GOAL 1 –
Using the blog post about beginnings below, decide whether each statement agrees with it. Answer yes or no for each and quote the words from the post that settle it.
(a) The writer's current work in progress is the third manuscript the writer has finished.
(b) The book first came to the writer in the third person point of view.
(c) The writer asks readers to help fix the new opening.
GOAL 2 –
Carry on the blog post about beginnings below, starting right after its last line.

SOURCE TEXT –

Friday, August 10, 2007

In the begining . . . .

I'm blogging for Danita today. The computer really DID eat her blog. In fact, it did such a good job that she doesn't have internet now. We're hoping that nothing else was lost. Remember, everyone, back up that work!

But, in Danita's honor, I'd like to talk about one of her favorite topics: Beginnings. Or rather NEW beginnings. My WIP is only the 3rd MS that I've finished, but neither of my previous two were quite the problem children that this one is morphing into. Both of my previous MS have had the same basic beginning since day one. In fact, in both cases, the beginning was one of the first things that came to me.

If only it were so for this WIP. Just deciding WHERE to begin was a trial. The book originally came to me in the 1st person POV, then demanded to be 3rd. Then I decided to bookend my novel with two funerals, and the beginning seemed pretty set . . .

Until it wasn't. Now, I've realized that if heroine owns the story, we need to begin in her POV. I've drafted a new beginning, but I'm feeling like there's too much action and too many characters all at once. It's a mess.

And, luckily, I'm not asking you to solve it. Instead, I want to know about YOUR problematic beginning: What's the most number of times that you've rewritten an opening chapter? What's the most radical change you've attempted? How long does it take you to love the new beginning? Ever chuck it and go back to the old? Ever burn a MS based on a beginning that refused to submit . . . .okay, just kidding on that one. I think. But, do share your tales of beginning woes. Misery loves a little company.

16 comments:

Alice Sharpe said...

Wavy -- Thanks for filling in for Danita.

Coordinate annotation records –
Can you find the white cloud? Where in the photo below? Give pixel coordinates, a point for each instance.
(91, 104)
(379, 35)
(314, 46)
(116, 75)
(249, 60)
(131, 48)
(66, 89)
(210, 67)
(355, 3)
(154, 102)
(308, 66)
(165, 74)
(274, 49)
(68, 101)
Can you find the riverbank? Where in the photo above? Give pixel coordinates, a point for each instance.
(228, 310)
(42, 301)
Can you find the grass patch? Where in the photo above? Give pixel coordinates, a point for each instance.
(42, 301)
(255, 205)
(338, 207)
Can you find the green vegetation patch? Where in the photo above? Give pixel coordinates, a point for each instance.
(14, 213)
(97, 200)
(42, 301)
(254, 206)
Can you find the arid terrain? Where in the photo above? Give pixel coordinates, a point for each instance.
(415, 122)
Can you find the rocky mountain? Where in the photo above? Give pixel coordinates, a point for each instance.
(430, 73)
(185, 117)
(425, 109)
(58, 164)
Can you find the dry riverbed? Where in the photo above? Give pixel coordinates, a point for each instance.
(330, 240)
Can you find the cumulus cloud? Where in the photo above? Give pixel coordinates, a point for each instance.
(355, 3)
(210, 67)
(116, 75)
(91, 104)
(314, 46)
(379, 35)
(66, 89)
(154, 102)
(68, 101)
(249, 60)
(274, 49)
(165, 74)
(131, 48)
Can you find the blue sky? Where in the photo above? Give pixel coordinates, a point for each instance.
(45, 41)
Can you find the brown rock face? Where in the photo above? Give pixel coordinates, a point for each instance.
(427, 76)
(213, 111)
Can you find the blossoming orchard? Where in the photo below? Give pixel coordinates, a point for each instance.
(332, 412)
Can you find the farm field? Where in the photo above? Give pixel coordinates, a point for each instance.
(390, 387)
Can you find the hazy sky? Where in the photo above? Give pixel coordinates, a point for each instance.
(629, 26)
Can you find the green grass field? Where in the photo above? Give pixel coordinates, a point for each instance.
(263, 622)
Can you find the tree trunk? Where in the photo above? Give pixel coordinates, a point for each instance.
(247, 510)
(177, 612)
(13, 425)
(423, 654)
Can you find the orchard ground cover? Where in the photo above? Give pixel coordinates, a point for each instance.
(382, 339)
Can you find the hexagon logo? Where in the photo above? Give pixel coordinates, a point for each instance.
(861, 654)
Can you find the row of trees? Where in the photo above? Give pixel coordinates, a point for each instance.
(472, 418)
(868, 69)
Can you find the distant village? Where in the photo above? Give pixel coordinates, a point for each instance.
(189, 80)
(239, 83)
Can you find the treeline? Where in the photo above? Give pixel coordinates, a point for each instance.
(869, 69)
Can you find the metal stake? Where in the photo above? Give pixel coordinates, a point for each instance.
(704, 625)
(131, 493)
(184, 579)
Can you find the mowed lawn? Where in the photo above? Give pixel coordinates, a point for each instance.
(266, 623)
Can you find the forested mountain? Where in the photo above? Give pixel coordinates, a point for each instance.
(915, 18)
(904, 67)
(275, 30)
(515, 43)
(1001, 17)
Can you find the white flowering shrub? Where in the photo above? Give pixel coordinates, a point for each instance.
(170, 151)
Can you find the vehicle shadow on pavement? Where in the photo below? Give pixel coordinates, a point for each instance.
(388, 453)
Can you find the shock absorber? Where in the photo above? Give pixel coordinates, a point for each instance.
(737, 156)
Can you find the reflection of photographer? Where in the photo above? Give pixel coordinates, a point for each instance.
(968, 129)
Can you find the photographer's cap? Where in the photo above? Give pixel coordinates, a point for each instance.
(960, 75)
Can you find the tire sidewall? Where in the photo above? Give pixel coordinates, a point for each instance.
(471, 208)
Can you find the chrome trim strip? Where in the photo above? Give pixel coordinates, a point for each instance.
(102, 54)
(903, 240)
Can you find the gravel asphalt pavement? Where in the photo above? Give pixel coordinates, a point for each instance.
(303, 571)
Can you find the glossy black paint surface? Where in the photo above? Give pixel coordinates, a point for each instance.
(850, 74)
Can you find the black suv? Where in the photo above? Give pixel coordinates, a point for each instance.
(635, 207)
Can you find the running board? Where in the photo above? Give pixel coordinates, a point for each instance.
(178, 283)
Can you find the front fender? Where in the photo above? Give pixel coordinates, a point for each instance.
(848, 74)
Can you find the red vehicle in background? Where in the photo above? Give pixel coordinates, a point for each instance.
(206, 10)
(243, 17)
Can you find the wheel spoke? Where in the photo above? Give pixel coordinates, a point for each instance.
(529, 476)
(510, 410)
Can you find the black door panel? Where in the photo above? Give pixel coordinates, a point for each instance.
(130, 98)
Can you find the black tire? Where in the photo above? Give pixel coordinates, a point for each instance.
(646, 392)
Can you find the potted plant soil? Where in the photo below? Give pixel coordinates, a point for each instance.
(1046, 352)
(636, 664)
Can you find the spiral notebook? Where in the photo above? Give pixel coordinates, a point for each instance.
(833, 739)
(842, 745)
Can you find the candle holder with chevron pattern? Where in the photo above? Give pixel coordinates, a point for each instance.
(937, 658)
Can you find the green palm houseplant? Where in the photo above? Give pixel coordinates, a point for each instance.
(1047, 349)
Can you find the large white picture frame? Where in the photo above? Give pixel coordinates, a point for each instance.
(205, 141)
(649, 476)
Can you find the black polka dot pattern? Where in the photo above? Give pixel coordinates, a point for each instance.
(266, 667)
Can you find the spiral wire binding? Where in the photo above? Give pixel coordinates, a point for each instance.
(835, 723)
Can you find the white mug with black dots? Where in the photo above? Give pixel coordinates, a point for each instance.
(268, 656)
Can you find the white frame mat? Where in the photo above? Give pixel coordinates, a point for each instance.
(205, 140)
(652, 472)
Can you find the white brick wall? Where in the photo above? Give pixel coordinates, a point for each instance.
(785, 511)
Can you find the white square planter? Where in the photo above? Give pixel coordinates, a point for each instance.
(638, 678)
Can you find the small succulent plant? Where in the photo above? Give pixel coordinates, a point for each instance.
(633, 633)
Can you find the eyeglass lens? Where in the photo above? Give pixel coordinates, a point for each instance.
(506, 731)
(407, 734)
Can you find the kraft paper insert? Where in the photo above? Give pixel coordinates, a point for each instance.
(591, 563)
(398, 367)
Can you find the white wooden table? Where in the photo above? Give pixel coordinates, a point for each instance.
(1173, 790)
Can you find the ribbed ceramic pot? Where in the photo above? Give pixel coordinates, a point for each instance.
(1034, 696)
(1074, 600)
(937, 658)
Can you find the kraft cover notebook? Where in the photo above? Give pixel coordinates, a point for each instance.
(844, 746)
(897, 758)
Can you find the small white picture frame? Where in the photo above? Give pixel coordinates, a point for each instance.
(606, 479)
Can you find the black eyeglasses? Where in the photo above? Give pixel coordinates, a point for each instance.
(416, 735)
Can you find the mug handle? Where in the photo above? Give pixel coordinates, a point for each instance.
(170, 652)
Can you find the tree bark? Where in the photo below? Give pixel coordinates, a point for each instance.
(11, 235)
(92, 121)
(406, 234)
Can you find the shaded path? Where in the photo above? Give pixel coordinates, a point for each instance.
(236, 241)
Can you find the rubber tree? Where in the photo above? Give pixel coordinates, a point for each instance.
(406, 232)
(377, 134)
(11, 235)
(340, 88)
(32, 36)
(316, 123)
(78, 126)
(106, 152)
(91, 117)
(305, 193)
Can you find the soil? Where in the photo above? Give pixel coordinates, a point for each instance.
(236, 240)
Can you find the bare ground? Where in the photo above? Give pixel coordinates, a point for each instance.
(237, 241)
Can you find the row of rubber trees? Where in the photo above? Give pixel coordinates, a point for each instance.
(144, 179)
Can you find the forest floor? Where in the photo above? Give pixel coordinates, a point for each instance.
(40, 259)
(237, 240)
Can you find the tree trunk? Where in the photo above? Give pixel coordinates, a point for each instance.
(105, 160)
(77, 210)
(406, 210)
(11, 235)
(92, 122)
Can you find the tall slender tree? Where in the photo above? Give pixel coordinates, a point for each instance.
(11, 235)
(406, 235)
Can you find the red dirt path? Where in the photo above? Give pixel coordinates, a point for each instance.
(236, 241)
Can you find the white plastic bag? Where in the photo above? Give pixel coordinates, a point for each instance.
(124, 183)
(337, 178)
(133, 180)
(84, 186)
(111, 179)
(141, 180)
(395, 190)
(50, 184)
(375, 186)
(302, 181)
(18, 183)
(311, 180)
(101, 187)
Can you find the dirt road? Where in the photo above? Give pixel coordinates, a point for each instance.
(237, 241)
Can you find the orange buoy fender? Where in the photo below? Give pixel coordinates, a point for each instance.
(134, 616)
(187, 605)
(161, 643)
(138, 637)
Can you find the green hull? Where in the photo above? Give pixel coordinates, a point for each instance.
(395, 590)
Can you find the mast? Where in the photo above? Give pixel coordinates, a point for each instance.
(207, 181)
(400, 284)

RIGHT ANSWER 1 –
(a) Yes: "My WIP is only the 3rd MS that I've finished"
(b) No: "The book originally came to me in the 1st person POV, then demanded to be 3rd."
(c) No: "And, luckily, I'm not asking you to solve it."

RIGHT ANSWER 2 –
Sorry your beginning is giving you such trouble. I'm glad one of your questions wasn't, "How do I fix this?" because, yikes, I don't know.

The book I am currently writing, the one Karen's blog helped me define the focus on, is the most problematic beginning I've ever had. I have written and rewritten this sucker a thousand times and sure, that's an exaggeration -- but not much of one.

The first chapter -- or what I thought of as the first chapter -- turned out to be eight tight pages (and I have rewritten that one umpteen times, too. Eli, in Dallas, thought I must be half way through the book, I was typing so much. Nope, just going over and over those blasted eight pages.) So now it's a very long prologue. Am I happy about this? No.

But then the first chapter. So many decisions! POV. Location. How much time has passed? Start with something thrilling, watch the pacing -- How much to reveal?

Today I realized there could be another element -- in fact there should be. So, here I am, back on page 15 again where I have set up an easy chair, a reading lamp and a hammer with which to hit myself every thirty seconds. All the comforts of home.

However, I am sorry to hear that you have to lose your first chapter as it seemed you liked it so much. The only word of advice I have to offer you is one I keep telling myself as I face the same dilemmas you describe (too much, too many, too much!) That word of advice is simplicity.

Don't try to get every last thing in there. But also keep in mind that as you refine further chapters, you will shift information. If you have too much in right now, it is probably writer insecurity where we feel the need to show every detail right up front, as much for our sake as for the readers. That usually wanes after awhile and we can get more reasonable.

I am trying to remember this: My book's job is to entertain. It is like a ride at an amusement park, and I am not talking about bone tingling chills, I am talking about entertainment. I want my reader to start in and be intrigued. I want her to say to herself, "Oh, I wasn't expecting that!" I want her to worry about how these people are going to make things work. I want the villain to make her skin crawl, I want her to feel my hero's sadness and my heroine's loss and I want it all to happen so seamlessly that she doesn't know it. And at the end, I want her satisfied and thinking she might take that ride again some day or one very much like it because that was a fun way to spend a few hours of her very important time.

Of course, the pep talk up there is aimed at me. So, Alice and maybe Wavy, too, keep it simple and logical and keep it fun and entertaining.

Back to work.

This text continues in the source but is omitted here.